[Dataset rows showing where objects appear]
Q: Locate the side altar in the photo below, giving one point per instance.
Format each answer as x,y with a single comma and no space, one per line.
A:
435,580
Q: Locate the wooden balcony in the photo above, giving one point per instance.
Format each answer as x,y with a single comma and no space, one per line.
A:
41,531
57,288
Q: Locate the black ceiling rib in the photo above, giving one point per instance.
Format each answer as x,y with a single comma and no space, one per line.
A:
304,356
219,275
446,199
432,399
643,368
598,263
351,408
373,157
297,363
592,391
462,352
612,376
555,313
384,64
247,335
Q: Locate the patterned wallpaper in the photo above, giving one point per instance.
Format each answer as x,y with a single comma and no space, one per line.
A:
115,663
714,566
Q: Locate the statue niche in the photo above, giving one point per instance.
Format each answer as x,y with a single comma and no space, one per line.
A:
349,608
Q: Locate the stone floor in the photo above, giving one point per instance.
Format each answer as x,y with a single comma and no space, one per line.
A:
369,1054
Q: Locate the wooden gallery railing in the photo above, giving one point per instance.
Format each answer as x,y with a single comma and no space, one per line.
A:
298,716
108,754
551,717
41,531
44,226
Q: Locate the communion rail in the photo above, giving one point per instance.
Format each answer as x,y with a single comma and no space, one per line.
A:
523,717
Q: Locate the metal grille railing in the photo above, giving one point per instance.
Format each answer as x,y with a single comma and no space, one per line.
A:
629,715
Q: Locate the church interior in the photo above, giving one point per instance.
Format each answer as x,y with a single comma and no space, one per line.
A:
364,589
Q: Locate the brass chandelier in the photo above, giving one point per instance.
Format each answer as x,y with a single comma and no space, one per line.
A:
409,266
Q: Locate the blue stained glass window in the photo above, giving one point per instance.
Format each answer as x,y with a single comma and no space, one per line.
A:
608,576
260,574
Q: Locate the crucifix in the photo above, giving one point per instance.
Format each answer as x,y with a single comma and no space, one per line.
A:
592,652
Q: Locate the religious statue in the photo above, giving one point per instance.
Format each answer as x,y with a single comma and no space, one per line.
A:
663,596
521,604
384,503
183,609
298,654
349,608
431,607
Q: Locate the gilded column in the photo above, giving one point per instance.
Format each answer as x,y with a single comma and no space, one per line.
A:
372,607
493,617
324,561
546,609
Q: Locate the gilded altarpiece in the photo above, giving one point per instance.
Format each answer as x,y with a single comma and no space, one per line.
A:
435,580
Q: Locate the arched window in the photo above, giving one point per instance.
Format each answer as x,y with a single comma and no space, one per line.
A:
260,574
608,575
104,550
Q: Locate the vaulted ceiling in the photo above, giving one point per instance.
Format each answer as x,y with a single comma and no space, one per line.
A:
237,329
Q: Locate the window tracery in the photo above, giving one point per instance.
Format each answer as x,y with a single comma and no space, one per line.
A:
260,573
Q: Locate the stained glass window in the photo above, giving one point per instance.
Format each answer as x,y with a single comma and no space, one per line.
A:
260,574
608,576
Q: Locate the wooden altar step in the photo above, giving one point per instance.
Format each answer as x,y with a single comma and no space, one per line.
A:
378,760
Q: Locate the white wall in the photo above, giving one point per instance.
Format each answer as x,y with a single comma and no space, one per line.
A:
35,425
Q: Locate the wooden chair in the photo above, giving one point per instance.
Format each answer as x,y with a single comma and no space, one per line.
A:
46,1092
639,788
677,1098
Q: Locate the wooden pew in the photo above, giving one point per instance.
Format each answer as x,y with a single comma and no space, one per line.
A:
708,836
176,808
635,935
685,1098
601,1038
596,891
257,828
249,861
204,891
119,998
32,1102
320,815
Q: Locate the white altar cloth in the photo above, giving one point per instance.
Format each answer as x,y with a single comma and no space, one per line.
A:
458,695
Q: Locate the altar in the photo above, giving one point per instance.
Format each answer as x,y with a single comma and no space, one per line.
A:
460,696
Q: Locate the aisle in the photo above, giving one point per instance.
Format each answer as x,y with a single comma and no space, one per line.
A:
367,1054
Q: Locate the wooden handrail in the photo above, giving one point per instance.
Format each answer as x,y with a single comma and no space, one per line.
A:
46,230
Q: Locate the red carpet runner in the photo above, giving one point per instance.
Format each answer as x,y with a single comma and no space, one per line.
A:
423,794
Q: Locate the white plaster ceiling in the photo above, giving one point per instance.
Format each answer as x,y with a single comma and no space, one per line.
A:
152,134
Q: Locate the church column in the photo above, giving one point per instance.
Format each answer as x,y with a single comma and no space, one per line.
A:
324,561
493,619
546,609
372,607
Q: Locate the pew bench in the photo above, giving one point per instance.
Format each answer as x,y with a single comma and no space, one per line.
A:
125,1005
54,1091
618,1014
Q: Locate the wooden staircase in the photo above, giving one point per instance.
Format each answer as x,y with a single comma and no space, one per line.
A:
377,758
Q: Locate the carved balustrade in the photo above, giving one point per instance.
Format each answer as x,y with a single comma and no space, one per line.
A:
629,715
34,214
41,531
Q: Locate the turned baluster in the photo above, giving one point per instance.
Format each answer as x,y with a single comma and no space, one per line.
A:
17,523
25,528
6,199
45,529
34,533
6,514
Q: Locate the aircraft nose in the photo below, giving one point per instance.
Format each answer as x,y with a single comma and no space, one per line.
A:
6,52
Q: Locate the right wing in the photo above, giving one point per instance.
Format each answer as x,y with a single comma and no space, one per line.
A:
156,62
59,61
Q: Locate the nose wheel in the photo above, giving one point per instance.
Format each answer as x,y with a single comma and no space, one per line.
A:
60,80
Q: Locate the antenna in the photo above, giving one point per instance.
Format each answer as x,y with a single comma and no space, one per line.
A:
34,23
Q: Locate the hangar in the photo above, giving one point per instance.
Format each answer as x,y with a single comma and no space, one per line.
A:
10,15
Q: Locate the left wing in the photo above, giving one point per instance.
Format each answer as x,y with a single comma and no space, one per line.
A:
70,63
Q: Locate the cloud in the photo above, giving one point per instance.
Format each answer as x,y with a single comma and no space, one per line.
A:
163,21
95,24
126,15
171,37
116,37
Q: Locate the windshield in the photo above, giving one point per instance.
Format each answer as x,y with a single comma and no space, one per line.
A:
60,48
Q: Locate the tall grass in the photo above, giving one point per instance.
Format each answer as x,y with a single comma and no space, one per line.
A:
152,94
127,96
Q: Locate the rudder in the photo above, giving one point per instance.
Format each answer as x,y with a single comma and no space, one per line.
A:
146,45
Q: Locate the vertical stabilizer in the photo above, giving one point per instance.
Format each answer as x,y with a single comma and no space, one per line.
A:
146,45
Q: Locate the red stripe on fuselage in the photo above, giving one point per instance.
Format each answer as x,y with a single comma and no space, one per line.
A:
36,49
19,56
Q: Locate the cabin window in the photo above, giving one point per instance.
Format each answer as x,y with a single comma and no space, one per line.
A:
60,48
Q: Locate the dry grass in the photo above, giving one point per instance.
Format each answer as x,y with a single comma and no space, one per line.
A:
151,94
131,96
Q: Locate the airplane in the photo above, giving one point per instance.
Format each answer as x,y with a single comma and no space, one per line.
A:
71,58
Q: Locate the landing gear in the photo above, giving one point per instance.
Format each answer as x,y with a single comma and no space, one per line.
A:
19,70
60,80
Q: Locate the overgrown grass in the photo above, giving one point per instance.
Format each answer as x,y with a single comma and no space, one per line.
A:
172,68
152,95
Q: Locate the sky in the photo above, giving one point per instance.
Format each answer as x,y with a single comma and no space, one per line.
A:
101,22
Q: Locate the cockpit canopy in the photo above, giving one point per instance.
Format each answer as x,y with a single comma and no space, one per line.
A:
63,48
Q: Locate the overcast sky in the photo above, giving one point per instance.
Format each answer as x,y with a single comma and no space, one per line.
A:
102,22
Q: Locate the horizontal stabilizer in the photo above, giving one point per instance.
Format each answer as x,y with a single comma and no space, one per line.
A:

---

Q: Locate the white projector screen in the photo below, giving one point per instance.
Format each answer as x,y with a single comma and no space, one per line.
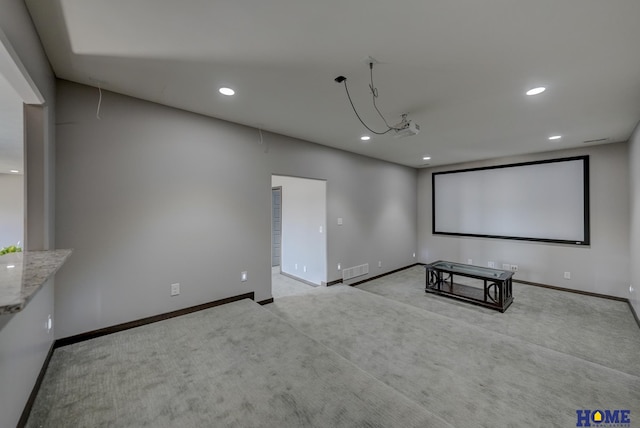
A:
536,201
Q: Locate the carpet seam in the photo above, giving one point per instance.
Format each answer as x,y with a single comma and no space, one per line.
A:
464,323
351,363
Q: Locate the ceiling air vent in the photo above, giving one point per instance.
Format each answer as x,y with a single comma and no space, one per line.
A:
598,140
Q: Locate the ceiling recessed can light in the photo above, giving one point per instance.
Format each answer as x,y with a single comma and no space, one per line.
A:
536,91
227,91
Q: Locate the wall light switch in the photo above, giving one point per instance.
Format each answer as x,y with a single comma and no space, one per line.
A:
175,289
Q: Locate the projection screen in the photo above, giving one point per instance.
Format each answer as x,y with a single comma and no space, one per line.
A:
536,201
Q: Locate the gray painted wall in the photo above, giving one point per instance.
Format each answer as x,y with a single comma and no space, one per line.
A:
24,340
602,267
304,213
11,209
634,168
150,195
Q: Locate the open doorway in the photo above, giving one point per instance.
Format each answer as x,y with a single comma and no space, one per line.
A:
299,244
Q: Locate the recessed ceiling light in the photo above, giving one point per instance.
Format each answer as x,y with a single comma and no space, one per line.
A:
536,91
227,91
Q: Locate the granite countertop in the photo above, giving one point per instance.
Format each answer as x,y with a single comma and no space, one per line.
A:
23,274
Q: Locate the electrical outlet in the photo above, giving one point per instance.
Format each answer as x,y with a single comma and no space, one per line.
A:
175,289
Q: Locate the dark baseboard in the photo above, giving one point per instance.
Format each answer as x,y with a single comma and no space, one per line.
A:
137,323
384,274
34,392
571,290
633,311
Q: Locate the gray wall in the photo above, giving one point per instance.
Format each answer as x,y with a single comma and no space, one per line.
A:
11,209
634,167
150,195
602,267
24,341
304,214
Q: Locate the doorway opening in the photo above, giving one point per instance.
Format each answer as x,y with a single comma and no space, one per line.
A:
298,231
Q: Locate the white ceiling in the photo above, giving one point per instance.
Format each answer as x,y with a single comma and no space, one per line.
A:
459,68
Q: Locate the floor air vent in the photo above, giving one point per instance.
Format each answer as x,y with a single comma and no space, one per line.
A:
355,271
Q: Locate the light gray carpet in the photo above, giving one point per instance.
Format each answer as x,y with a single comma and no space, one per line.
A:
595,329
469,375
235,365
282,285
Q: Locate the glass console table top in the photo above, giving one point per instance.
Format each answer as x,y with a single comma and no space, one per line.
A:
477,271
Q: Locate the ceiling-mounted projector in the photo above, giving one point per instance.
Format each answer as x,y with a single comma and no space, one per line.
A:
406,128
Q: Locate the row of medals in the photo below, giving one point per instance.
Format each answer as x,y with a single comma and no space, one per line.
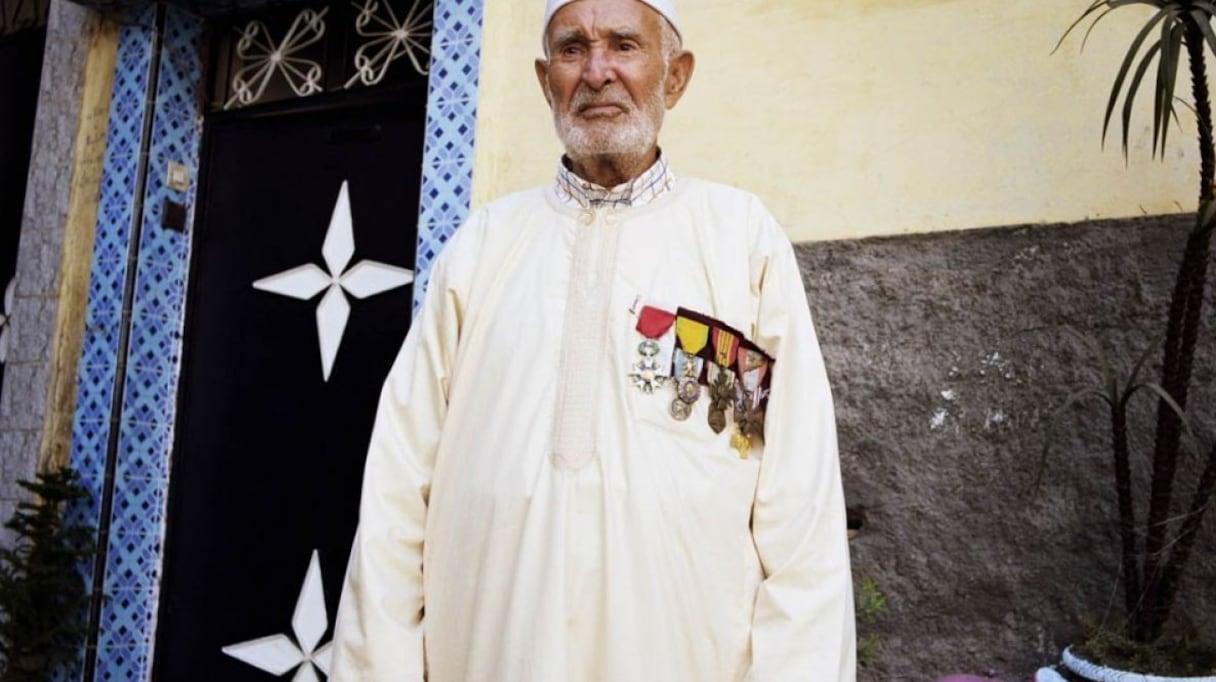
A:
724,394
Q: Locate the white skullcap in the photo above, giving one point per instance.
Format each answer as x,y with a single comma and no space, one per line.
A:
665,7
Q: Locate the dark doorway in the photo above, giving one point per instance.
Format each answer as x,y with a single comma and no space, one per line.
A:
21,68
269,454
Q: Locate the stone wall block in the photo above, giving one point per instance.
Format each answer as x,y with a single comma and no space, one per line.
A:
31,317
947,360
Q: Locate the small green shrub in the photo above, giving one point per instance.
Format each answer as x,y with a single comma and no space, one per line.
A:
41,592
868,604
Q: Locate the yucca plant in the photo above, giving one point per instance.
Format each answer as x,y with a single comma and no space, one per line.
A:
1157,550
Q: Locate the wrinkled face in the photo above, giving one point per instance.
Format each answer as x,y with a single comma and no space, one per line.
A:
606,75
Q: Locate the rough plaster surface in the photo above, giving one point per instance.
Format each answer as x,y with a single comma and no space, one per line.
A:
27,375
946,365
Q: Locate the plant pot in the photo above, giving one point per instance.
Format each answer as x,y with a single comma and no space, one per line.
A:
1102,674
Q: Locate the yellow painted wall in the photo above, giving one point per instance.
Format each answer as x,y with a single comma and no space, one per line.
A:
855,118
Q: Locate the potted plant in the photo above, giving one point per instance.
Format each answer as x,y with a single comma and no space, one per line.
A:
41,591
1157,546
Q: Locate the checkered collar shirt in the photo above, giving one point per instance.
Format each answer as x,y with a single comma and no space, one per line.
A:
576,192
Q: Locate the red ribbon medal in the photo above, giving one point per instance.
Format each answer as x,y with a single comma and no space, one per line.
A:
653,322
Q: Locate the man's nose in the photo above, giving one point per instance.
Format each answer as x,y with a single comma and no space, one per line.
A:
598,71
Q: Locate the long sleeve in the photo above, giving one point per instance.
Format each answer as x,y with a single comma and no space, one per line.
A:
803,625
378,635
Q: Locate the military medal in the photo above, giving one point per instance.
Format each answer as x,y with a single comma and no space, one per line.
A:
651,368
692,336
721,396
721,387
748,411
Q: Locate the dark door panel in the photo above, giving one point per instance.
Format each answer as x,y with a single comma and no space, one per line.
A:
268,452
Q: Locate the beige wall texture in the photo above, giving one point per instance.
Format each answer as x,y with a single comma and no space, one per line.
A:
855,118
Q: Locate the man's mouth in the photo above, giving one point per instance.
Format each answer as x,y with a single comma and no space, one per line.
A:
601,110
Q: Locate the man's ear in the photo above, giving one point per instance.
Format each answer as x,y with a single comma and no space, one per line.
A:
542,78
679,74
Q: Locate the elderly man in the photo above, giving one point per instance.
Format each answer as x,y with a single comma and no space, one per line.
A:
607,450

...

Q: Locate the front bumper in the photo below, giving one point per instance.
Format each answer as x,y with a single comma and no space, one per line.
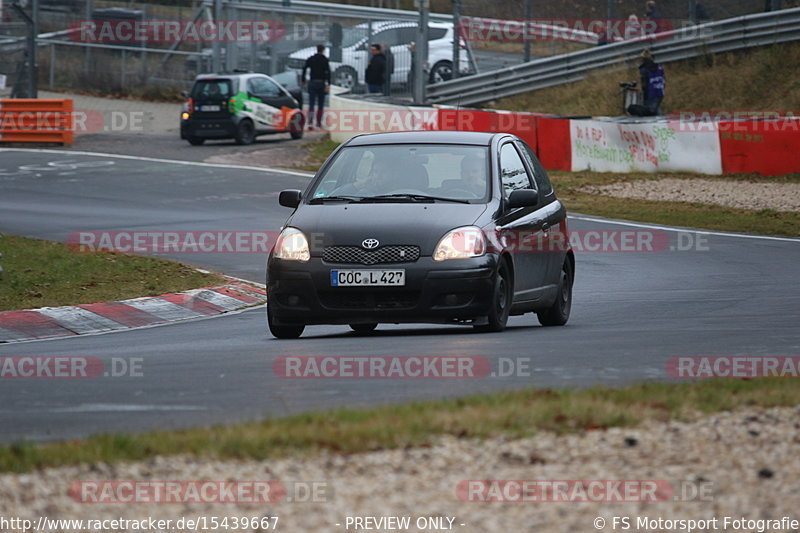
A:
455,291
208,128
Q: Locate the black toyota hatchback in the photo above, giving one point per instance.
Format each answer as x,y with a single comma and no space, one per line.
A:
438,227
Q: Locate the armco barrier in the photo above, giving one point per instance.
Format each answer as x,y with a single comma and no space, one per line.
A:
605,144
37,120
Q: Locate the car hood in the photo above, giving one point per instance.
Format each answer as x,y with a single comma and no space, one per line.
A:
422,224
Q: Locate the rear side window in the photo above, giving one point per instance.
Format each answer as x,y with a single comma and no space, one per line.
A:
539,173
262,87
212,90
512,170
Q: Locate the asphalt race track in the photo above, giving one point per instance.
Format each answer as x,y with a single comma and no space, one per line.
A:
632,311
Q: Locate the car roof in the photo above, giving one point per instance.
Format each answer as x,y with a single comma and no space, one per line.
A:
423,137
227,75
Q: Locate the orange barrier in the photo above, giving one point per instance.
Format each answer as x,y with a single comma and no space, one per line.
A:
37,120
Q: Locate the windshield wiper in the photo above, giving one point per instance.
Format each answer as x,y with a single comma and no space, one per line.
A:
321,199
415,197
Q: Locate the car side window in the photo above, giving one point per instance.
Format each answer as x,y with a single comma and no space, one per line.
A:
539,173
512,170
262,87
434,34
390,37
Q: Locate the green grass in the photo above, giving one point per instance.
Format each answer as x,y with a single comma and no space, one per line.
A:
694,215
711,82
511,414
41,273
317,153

:: Set exercise ::
Identify every line in the entries above that contains the word "gray". Copy each of those lines in full.

:: Finished task ::
Q: Locate the gray painted wall in the photo above, giving one point per instance.
Q: Locate the gray wall in the photo above, giving one point per instance.
Q: Locate the light gray carpet in the photo above, giving one point per instance.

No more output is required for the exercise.